**Point annotation records:**
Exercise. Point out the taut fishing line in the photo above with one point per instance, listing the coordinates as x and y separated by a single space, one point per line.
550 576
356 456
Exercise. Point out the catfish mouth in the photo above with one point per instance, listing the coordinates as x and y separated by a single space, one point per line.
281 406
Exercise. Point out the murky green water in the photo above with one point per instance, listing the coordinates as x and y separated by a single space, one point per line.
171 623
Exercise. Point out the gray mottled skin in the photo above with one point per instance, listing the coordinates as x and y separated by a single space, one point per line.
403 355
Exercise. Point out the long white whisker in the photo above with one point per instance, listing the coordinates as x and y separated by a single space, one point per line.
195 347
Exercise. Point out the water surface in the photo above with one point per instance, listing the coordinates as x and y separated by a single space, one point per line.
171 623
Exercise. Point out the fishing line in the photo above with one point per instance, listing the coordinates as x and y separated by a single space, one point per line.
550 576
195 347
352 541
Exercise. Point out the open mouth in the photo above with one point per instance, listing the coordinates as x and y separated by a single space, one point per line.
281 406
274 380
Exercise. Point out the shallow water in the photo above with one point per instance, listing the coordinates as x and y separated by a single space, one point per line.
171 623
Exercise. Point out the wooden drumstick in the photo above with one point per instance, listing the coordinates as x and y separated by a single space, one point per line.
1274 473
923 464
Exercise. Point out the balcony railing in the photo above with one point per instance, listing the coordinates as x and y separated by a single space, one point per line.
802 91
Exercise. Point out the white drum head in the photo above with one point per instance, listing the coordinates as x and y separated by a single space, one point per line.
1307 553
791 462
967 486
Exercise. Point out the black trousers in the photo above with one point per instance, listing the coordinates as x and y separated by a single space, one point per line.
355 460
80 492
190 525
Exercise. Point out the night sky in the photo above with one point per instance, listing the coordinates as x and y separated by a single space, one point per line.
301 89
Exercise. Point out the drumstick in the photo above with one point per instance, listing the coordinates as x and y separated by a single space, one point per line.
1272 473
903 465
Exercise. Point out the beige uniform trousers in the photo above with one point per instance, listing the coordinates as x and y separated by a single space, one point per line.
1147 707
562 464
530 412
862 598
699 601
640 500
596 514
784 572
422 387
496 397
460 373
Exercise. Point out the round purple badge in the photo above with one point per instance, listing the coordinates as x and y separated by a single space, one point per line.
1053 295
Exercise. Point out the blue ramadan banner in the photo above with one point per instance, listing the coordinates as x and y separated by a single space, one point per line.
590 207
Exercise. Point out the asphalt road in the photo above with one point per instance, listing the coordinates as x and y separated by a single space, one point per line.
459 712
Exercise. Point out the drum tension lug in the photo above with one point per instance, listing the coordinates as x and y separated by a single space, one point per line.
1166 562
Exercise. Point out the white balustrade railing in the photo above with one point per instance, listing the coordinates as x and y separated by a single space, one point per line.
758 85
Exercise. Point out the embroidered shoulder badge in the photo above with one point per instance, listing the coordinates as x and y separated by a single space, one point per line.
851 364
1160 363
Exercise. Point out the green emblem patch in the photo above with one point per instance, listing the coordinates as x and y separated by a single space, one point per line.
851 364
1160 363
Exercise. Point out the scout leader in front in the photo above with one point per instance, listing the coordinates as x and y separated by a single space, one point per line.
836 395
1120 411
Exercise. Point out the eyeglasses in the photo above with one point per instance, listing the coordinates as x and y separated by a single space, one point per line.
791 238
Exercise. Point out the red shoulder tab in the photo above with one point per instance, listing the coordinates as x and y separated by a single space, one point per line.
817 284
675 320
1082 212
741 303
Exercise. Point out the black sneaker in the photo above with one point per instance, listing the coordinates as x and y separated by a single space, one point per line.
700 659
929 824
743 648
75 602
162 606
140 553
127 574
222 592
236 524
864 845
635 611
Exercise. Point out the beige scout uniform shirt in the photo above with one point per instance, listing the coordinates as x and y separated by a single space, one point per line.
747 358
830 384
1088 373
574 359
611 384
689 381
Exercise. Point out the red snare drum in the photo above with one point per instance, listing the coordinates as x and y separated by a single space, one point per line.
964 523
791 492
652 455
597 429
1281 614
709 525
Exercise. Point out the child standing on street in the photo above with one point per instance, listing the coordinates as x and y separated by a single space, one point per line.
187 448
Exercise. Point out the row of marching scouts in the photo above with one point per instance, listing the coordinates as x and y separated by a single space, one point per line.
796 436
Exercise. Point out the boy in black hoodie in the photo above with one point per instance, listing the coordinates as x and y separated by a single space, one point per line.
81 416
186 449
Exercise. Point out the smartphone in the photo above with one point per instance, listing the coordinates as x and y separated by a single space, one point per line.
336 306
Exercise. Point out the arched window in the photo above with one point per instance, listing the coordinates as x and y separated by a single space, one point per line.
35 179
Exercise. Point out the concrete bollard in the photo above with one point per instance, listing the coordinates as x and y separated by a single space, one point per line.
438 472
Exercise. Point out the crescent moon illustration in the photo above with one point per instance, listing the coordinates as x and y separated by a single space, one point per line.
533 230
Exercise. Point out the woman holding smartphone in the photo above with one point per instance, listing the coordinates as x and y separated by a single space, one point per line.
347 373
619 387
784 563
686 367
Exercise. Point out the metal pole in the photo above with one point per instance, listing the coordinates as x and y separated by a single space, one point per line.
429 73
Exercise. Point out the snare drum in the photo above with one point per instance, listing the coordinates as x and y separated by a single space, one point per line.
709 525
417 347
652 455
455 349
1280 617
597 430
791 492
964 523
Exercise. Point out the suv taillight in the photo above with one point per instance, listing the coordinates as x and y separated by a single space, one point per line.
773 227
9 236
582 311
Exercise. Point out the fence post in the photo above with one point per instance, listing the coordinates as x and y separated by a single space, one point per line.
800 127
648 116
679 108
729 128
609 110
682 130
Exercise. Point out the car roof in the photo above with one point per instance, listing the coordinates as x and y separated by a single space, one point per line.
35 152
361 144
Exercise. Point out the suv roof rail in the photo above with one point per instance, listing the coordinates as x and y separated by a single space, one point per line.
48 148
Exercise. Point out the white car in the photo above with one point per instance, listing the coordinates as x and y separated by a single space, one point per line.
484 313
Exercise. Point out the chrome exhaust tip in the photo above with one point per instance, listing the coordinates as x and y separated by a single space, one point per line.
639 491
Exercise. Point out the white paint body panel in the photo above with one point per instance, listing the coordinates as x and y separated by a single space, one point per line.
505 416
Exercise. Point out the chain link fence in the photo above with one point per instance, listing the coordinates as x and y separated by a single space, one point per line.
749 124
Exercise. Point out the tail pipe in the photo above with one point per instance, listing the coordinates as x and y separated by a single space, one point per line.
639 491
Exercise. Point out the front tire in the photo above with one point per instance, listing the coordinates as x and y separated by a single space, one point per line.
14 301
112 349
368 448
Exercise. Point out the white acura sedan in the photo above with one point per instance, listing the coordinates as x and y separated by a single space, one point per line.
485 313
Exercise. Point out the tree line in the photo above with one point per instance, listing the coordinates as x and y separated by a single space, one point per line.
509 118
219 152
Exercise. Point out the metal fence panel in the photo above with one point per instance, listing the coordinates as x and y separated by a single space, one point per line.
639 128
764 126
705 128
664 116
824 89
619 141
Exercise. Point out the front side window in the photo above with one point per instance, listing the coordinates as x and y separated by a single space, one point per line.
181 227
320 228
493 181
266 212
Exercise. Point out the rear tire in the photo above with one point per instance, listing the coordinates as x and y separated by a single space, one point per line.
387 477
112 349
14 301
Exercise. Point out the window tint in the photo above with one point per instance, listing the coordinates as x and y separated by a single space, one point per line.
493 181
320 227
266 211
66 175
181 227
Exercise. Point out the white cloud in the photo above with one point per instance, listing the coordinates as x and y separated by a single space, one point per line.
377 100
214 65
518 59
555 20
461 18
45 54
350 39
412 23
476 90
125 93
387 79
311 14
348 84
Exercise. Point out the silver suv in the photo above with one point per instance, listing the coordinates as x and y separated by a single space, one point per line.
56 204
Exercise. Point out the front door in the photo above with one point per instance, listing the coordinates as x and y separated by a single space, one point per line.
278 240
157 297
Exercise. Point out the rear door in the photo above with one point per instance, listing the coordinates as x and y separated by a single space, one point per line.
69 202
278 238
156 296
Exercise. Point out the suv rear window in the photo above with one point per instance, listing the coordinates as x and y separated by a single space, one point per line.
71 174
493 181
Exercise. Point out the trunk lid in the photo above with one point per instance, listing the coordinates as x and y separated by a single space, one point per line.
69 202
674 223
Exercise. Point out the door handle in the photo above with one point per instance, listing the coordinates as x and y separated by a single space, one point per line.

**What is required:** Reproduce only those lines of the entries above that run from the line with "Exercise. Point out the white cloud" to the final line.

**Reply to the task:**
Exercise. Point out the white cloud in the photo above with one point per instance, listing the coordinates as x and y separated by a single space, one point per line.
377 100
214 65
518 59
555 20
461 18
45 54
350 39
412 23
476 90
125 93
387 79
311 14
348 84
Exercise. Point out the silver suv in the photo above with one point per instance, listing the coordinates as x and y separated by a single space, one point per line.
56 204
Exercise. Point out the front door in the photo above with one point per instance, listing the coordinates as x and y separated by a single space, one point per line.
278 240
157 297
Exercise. Point out the rear door in the photo above with one point per instance, listing the coordinates as x and y separated by a single space, one point per line.
69 202
278 238
156 296
Exercise. Point out the suv rear window in the photo above with one point per instance, listing the coordinates as x and y separated by a single space, one point per line.
71 174
493 181
Exercise. Point out the trunk lid in the photo above with one point per instance, listing the coordinates as x and y separated by a single space, one point per line.
69 202
674 223
Exercise. Point out the door handle in the photo above with one point per instance, listing the coordinates as x and y separated by a single space, one point per line.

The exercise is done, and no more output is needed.